Quoted passage section start
DCP2 was to have included two major chapters on burden, one dealing with deaths and the disease burden by cause and the other with the burden from major risk factors. Two points quickly became clear. First, even though DCP2 had allocated substantial space for these chapters, much valuable background, methodology, and results still had to be relegated to a separate document on the Web. Second, this material would generate substantial interest independently of its tie to DCP2, because health system activities, including the choice of interventions, depend partly on the magnitude of health problems, and because assessment of the burden of diseases, injuries, and risk factors includes important methodological and empirical dimensions. The sponsors of the DCPP therefore decided to publish this volume, which includes a full account of methods, the complete results of recent work, and an assessment of trends for total mortality and for major causes of death among children under five along with two chapters that cover sensitivity and uncertainty analyses in relation to a broad range of potentially important parameters.

During 1999-2004, the authors of this volume and many collaborators from around the world worked intensively to assemble an updated, comprehensive assessment of the global burden of disease and its causes. This book provides the definitive, scientific account of that effort and of the health conditions of the world's population at the beginning of the 21st century.

Both DCP2 and this book are available on the DCPP Web site (http://www.dcp2.org), as well as through the National Library of Medicine's PubMedCentral. From the DCPP Web site, users can download individual chapters or create an ad hoc group of chapters formatted for printing booklets or course packets. We encourage users to construct variants of the book most suited to their work or their teaching. The DCPP Web site also allows access to Excel versions of all global burden of disease tables so that users can freely reanalyze the data to meet their own needs.

References



 Ezzati, M., A. D. Lopez, A. Rodgers, and C. J. L. Murray. 2004. Comparative Quantification of Health Risks: The Global and Regional Burden of Disease Attributable to Selected Major Risk Factors. Geneva: World Health Organization.

 Jamison, D. T., J. G. Breman, A. R. Measham, G. Alleyne, M. Claeson, D. B. Evans, P. Jha, A. Mills, and P. Musgrove, eds. 2006. Disease Control Priorities in Developing Countries, 2nd ed. New York: Oxford University Press.
Quoted passage section end
Information given section start
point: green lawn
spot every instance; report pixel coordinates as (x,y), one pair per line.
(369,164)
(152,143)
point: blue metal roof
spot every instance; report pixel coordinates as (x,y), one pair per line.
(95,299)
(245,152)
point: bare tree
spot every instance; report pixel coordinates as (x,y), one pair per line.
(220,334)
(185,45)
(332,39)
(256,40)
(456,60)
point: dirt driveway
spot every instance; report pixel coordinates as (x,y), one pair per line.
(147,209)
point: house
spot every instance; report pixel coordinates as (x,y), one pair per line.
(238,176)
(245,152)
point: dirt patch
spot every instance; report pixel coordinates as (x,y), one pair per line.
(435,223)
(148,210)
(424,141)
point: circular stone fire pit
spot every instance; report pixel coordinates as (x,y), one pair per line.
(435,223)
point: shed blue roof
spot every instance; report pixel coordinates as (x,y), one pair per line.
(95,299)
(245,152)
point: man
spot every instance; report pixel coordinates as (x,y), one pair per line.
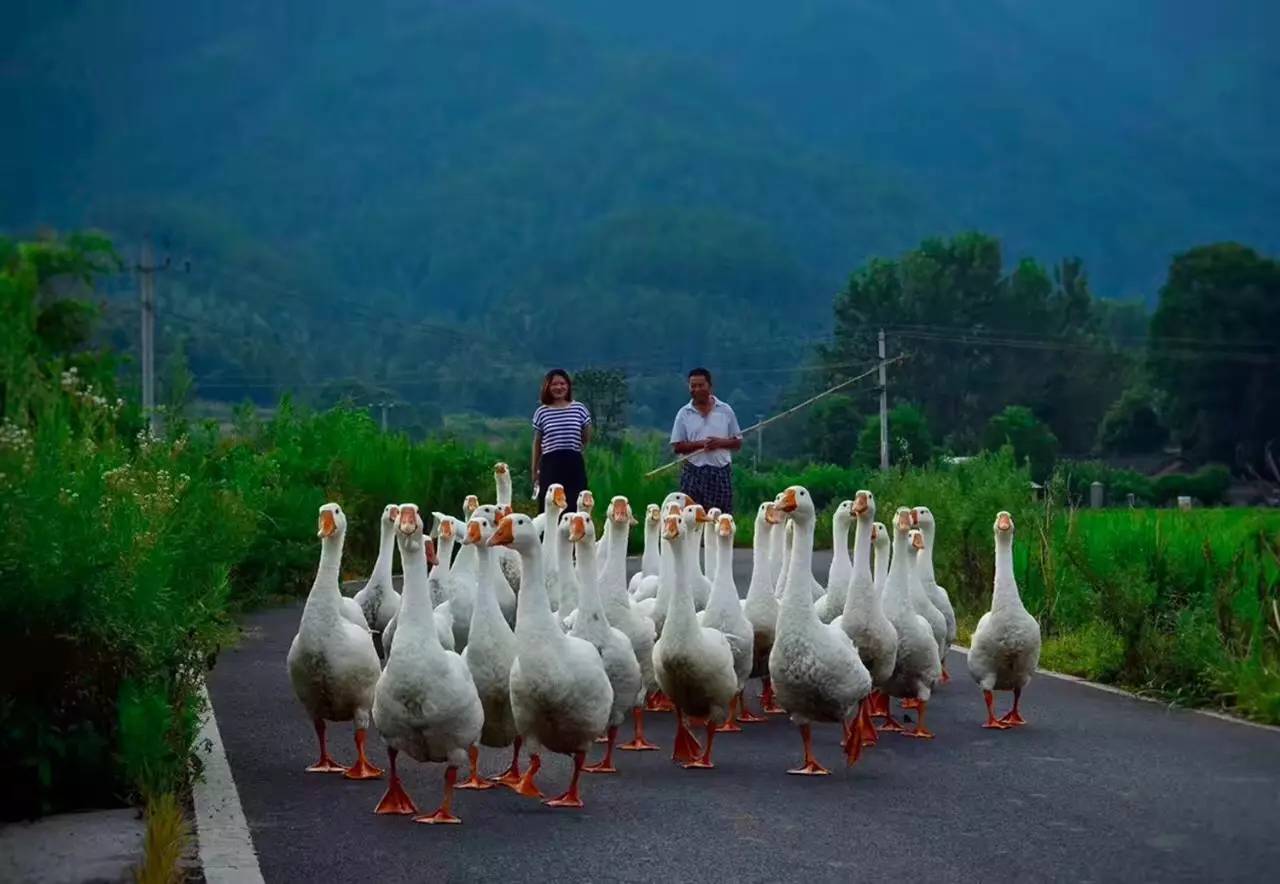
Information given section end
**Problem A:**
Answer these questions from the burden-of-disease passage, one per line:
(i) How many major chapters on burden was DCP2 to have included?
(ii) During which years did the authors and their collaborators work on the updated assessment?
(iii) In what format does the DCPP Web site offer the global burden of disease tables?
**Problem B:** From the burden-of-disease passage, pull out everything from "During 1999-2004, the" down to "the 21st century.".

**Final answer A:**
(i) Two
(ii) 1999-2004
(iii) Excel

**Final answer B:**
During 1999-2004, the authors of this volume and many collaborators from around the world worked intensively to assemble an updated, comprehensive assessment of the global burden of disease and its causes. This book provides the definitive, scientific account of that effort and of the health conditions of the world's population at the beginning of the 21st century.